_TEXTO MOSTRADO_:
Nada de eso obsta para comprender que se trata de delitos que deben continuar existiendo, con las reformas que se considere necesario, entre las cuales habría que incluir la del artículo 495, que contempla un suceso que está lejos de ser inimaginable, pues se refiere a entrada en el edificio del Congreso, Senado o de una Asamblea de Comunidad Autónoma. La respuesta penal es criticable, en primer lugar, porque se superpone al artículo 493, diferenciándose solo por el porte de armas, lo cual se podría resolver añadiendo una cualificación en el artículo 493. Pero eso no es lo más grave, pues ese “mérito” se lo lleva la incriminación de lo que es una tentativa, lo cual amplía excesiva e innecesariamente el volumen de hechos que quedan bajo el alcance de la figura.

El delito descrito en el artículo 496 (injuriar a las Cortes o a una Asamblea legislativa es perfectamente prescindible. Y otro tanto podría decirse de los hechos que describe el artículo 504 (calumniar, injuriar o amenazar al Gobierno, al CGPJ, al Tribunal Constitucional, al Tribunal Supremo, a un TSJ). La idea de la amenaza –trasladando lo que significa ese delito– es casi inimaginable. La calumnia al Gobierno en su conjunto (con expresa admisión de la exceptio veritatis) tampoco parece inspirada en una realidad imaginable. En cuanto a la injuria, no es preciso recordar los constantes conflictos que se producen con la invocación de la libertad de expresión.

A mayor abundamiento, hay que recordar que PSOE y Podemos hace tiempo que acordaron suprimir el delito de injurias al Rey.

Otra figura penal de discutible necesidad es la que obra en el artículo 497 (perturbar las sesiones de una Cámara legislativa sin pertenecer a ella). Es cierto que debería mejorarse el sistema de autotutela jurídica de los órganos legislativos, a fin de que estos pudieran imponer multas a alborotadores y sujetos similares. Pero lo que resulta excesivo es la posibilidad de llegar a imponer pena privativa de libertad por hechos de esa clase.

Los delitos contra la separación de Poderes –usurpación de atribuciones, como los concreta el legislador, prescindiendo de lo que dice la rúbrica del Capítulo– son igualmente, en principio, necesarios, mas generan la duda sobre si su ubicación actual –atendiendo a la denominación del Capítulo III –delitos contra la división de poderes– o, en relación con la Sección 2.ª, –De la usurpación de atribuciones–, es la realmente adecuada o mejor estarían dentro de los delitos contra la Administración Pública o contra la Administración de Justicia.

Cierto es, como ha sido dicho, que la invasión del área de otro poder, en abstracto, supone un gravísimo ataque a principios esenciales del Estado de Derecho. Pero lo cierto es que (dejando de lado la regulación de los conflictos de jurisdicciones, al que alude el artículo 509) las conductas que se presentan como típicas de esta clase de problemas pertenecen a un nivel bajo, tanto por su entidad como, sobre todo, por las penas que tienen señaladas.

_QUÉ SE PIDE_:
Según el texto mostrado, ¿a qué se refiere el suceso que contempla el artículo 495?

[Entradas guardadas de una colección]
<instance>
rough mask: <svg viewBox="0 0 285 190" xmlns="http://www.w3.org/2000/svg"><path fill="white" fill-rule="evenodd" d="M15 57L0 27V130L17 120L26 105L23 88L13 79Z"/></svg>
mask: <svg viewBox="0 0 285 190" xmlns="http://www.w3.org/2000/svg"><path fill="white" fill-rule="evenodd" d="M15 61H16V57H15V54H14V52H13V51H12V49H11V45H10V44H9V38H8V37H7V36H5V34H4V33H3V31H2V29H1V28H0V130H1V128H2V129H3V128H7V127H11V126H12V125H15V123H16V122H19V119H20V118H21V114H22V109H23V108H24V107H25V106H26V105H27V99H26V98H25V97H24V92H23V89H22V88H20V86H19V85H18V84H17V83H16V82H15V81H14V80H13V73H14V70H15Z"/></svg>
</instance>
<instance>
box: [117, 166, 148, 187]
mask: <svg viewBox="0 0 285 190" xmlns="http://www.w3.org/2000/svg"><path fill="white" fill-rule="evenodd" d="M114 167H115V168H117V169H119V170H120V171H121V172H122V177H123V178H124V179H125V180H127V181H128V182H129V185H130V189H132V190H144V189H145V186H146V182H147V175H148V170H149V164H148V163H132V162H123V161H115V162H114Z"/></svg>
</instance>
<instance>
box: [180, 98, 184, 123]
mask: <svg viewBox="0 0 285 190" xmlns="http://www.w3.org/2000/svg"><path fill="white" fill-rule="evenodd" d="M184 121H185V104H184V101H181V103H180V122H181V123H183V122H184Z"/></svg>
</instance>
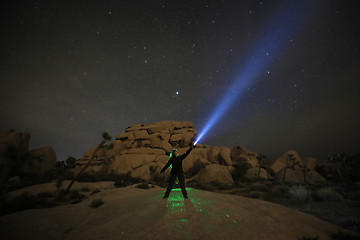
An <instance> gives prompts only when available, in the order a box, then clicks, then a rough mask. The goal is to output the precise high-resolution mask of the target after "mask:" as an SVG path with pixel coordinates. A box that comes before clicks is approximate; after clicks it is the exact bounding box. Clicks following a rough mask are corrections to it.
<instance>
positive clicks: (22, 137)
mask: <svg viewBox="0 0 360 240" xmlns="http://www.w3.org/2000/svg"><path fill="white" fill-rule="evenodd" d="M29 141H30V133H28V132H16V131H15V130H13V129H8V130H6V131H4V132H1V133H0V153H3V152H4V151H6V150H7V149H8V148H9V147H10V148H12V149H13V150H17V151H23V152H26V151H28V150H29Z"/></svg>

_SOLUCIÓN DEL PROBLEMA_:
A la entrada en el edificio del Congreso, Senado o de una Asamblea de Comunidad Autónoma.